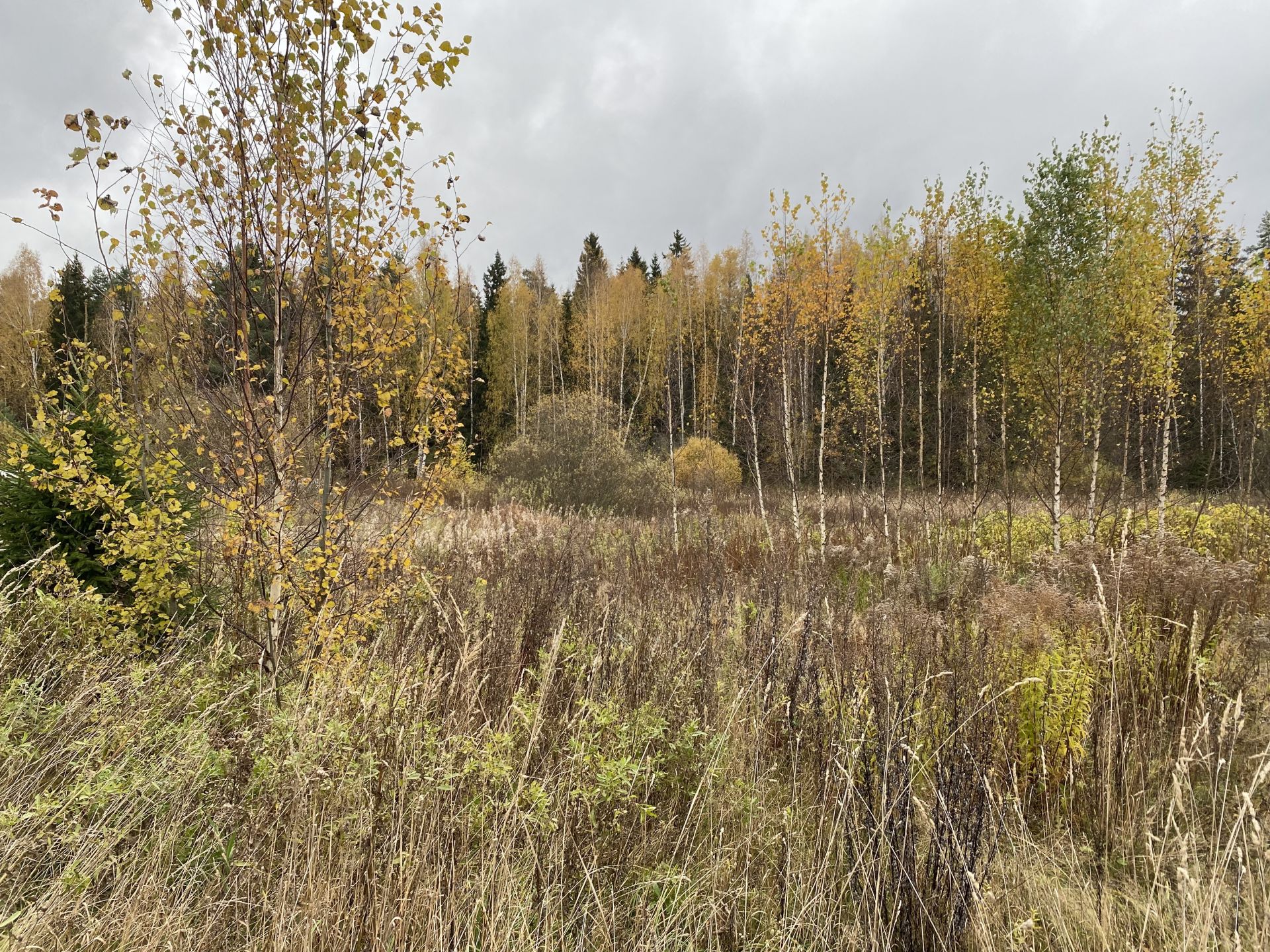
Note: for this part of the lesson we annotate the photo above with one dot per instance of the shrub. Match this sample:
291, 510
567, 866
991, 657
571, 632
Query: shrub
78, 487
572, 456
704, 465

◆ ◆ ◆ ◆ ◆

REQUIRED ACTION |
Omit all images when repeating the data above exactly.

RESPONSE |
Note: for this part of the lesson we annotate the photo above with one dot per instance of the shrub. Match this sample:
291, 510
567, 866
991, 657
571, 632
Query: shrub
78, 487
572, 456
704, 465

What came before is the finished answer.